▶ [WORK ORDER 1]:
Answer these from the comments about games:
(a) What was the name of the 7drl the first writer tried to make?
(b) Which game does the writer of the second comment mostly play right now?
(c) Who is cited as arguing that humans are knowledge creators?
▶ [WORK ORDER 2]:
Set down the stretch of the comments about games from "Thanks, I actually" through "potential for innovation.", word for word.
▶ [WORK ORDER 3]:
Resume the comments about games after their last sentence and carry on writing in the same vein.

Top of PASSAGE PROVIDED

Thanks, I actually have a long history with roguelikes and tried to write a 7drl myself once (zengarden. you're a monk, and you tend a garden. occasionally you get stuff through the letter box, has a notion of crafting that I took from df. that's it). While many roguelikes are just tweaks of the hack model, the form itself allows a solo dev to focus on gameplay and build something complete. Hence, the genre has stacks of potential for innovation.


I enjoy social (multiplayer) games. The teamwork and the potential that presents itself for the group of people I'm playing with is usually what holds me, instead of just what the game presents at a basic level.

For example: I mostly play Battlefield 3 right now, and while the graphics are good, and the game plays nicely, the value comes almost entirely from the social experience in the context of the gameplay.


There's an assumption behind these worried articles that there's a natural, non-virtual mode of existence for human beings when we're not reading books, watching movies or playing games. Perhaps we are living in the outdoors, breathing fresh air and weaving accessories from wild grasses.

However, this can't be true. As David Deutsch has argued, humans are knowledge creators: we thrive only by thinking about our environment and our problems and trying to improve stuff. It has been thus since we split from the rest of the primates.

We cannot perceive reality directly. Thinking itself is a form of virtual reality rendering. In order to improve stuff, we have to imagine how it could be different. So we all exist in virtual realities, whether we want to or not.

Obviously this doesn't address all the concerns in the article, but it might be a better starting point. One could go on to consider the educational value of games, perhaps by asking whether all learning can be regarded as forms of gaming. And then: which games are better than others and why?

Bottom of PASSAGE PROVIDED
Top of DATASET EXTRACT

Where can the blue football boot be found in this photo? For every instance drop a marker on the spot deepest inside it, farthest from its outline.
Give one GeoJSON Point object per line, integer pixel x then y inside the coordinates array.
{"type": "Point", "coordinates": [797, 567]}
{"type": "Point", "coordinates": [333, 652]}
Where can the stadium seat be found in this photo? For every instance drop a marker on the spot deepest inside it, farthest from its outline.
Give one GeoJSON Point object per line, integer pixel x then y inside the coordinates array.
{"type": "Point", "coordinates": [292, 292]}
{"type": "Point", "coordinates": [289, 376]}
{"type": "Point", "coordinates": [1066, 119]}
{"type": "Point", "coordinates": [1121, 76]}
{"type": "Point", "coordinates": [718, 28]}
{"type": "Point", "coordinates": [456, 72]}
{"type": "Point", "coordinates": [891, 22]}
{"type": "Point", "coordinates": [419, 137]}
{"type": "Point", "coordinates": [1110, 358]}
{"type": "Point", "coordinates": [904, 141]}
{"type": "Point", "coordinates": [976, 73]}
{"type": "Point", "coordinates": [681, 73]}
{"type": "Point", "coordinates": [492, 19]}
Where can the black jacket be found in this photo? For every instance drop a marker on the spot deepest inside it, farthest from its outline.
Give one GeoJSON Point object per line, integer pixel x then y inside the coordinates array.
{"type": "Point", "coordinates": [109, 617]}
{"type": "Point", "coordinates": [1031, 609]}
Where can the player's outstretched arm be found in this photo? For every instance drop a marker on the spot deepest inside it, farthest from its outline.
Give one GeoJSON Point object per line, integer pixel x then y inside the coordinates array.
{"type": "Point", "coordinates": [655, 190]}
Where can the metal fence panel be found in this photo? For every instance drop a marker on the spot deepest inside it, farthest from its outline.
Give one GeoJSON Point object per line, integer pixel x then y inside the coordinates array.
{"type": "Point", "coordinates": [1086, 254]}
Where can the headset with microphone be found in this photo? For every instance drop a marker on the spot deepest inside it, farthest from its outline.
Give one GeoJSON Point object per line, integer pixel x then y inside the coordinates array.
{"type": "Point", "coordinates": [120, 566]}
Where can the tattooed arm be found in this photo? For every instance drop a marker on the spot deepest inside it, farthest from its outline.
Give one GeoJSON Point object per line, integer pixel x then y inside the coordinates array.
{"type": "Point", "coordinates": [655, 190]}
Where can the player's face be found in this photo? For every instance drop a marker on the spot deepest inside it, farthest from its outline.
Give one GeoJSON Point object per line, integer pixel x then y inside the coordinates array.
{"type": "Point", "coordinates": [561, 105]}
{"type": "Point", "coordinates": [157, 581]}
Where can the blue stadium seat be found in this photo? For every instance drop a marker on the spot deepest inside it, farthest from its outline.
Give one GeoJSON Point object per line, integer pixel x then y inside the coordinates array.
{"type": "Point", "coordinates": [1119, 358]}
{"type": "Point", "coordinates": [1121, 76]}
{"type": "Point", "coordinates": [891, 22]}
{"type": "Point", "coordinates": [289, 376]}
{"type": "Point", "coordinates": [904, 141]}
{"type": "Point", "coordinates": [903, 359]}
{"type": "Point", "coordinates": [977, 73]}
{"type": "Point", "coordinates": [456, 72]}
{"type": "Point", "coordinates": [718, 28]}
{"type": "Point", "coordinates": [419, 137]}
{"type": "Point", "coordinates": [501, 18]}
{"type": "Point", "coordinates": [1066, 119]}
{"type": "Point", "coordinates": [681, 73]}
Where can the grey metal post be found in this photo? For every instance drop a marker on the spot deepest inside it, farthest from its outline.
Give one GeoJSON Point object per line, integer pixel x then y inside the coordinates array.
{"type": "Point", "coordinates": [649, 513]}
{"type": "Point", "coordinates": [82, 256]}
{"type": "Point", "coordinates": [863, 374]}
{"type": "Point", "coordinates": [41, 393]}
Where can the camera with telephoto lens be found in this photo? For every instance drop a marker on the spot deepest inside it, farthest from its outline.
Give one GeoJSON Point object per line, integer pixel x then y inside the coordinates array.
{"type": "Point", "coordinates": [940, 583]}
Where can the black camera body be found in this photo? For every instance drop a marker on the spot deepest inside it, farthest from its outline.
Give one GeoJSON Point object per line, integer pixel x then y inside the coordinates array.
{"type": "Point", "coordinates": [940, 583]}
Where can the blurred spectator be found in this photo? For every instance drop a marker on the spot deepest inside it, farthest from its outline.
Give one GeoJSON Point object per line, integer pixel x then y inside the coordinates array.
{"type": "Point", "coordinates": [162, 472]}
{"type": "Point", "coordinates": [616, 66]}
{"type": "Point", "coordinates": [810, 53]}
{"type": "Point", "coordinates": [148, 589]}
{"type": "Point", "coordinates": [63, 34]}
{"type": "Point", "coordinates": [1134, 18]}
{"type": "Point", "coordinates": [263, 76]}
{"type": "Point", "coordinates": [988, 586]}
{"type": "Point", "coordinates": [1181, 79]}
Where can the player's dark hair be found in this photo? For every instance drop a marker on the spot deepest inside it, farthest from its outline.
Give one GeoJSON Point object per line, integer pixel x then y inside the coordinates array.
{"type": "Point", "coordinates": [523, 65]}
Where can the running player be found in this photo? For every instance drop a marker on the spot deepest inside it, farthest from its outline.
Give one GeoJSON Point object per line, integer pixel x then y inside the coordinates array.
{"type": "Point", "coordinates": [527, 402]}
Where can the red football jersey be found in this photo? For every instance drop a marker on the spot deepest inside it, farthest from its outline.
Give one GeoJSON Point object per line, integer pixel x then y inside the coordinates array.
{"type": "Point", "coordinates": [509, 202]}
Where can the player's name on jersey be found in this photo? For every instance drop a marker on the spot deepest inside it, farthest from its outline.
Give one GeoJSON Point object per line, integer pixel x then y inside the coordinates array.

Bottom of DATASET EXTRACT

▶ [FINAL ANSWER 1]:
(a) zengarden
(b) Battlefield 3
(c) David Deutsch

▶ [FINAL ANSWER 2]:
Thanks, I actually have a long history with roguelikes and tried to write a 7drl myself once (zengarden. you're a monk, and you tend a garden. occasionally you get stuff through the letter box, has a notion of crafting that I took from df. that's it). While many roguelikes are just tweaks of the hack model, the form itself allows a solo dev to focus on gameplay and build something complete. Hence, the genre has stacks of potential for innovation.

▶ [FINAL ANSWER 3]:
Isn't most of what humans do wasteful? What about "lieing on a beach sipping cocktails to death" or "commuting to death" or "painting to death" or "watching TV to death" or "reading to death"? If you condemn computer games, you condemn all other forms of art at the same time. So I suppose the only worthwhile conducts of human life are technological and scientific research, and building infrastructure? I don't think it is as simple as that. And if you have created the perfect infrastructure and won against cancer, then what? Why live? What did you optimize for? That we can enjoy stuff seems to make us want to live at the same time.


> If you condemn computer games, you condemn all other forms of art at the same time.

Creating computer games can be an art. Playing computer games seldom is. There aren't that many games that you can play creatively, and really few where your creations can have any value outside of the universe of the game.


So art should never be consumed, only be created? If somebody listens to a song, he is wasting his time, but then what is the point of creating a song?


this game can be played created creatively - it's over 10 years old and has a following of at least thousands today in 2011

http://www.project1999.org/


the only worthwhile conducts of human life are technological and scientific research, and building infrastructure

Wow... the basis of my philosophy! IMHO: technological and scientific research - and art! - are basically the worthwhile "ends".

Building infrastructure (as well as mining, agriculture, most manufacturing, health care, SOME lawmaking, SOME politics, SOME entertainment, SOME advertising etc etc) ARE worthwhile, being the means to the abovementioned ends.

(and MOST politics, entertainment, lawmaking, advertising and so on are plain old not worthwhile, or even harmful).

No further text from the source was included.